Stored items:
▬▬▬
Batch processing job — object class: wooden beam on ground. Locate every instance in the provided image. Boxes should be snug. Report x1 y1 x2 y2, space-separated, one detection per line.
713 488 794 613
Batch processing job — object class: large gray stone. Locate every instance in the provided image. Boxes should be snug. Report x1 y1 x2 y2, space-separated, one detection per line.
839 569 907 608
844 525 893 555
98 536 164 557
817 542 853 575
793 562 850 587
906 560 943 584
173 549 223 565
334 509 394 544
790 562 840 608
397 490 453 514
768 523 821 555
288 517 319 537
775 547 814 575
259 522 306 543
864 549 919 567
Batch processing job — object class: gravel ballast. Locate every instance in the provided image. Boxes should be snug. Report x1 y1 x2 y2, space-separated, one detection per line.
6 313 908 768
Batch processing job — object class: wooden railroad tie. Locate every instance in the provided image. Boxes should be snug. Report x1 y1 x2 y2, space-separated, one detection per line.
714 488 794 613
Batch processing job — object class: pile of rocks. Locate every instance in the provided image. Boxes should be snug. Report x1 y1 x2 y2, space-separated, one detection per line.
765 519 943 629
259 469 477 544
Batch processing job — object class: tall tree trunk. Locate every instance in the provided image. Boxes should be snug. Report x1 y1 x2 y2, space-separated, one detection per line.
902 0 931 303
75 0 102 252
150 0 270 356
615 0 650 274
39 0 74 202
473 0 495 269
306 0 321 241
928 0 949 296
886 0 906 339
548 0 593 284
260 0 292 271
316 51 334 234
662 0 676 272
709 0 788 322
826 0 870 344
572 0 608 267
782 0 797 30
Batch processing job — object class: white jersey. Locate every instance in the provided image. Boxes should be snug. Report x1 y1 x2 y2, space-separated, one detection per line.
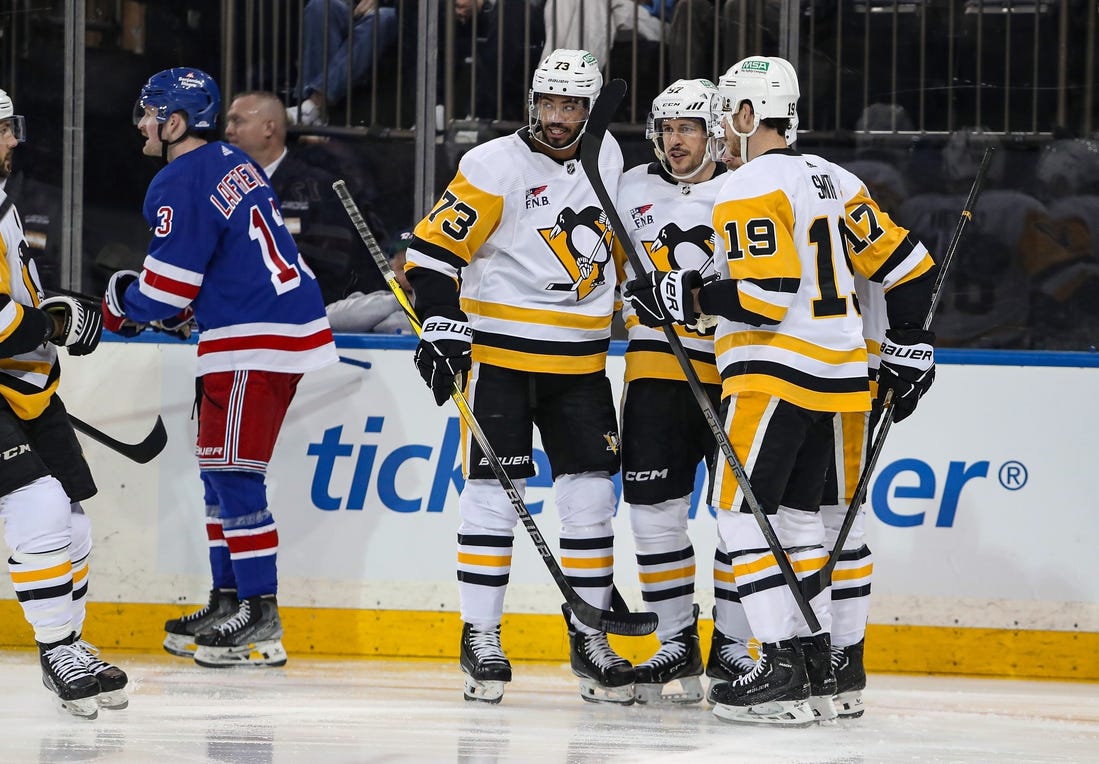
▬▬▬
* [Problem to work on] Revise the lines from the first line through the line containing "713 488 794 613" by replacing "wooden beam" with "timber beam", leaving everything else unchanged. Give only those lines.

* [Task output]
Batch processing job — object class: timber beam on ground. Locate every instance in the provided image. Boxes should be snug. Report x1 y1 x2 y2, space-separated, one detection per line.
713 488 794 613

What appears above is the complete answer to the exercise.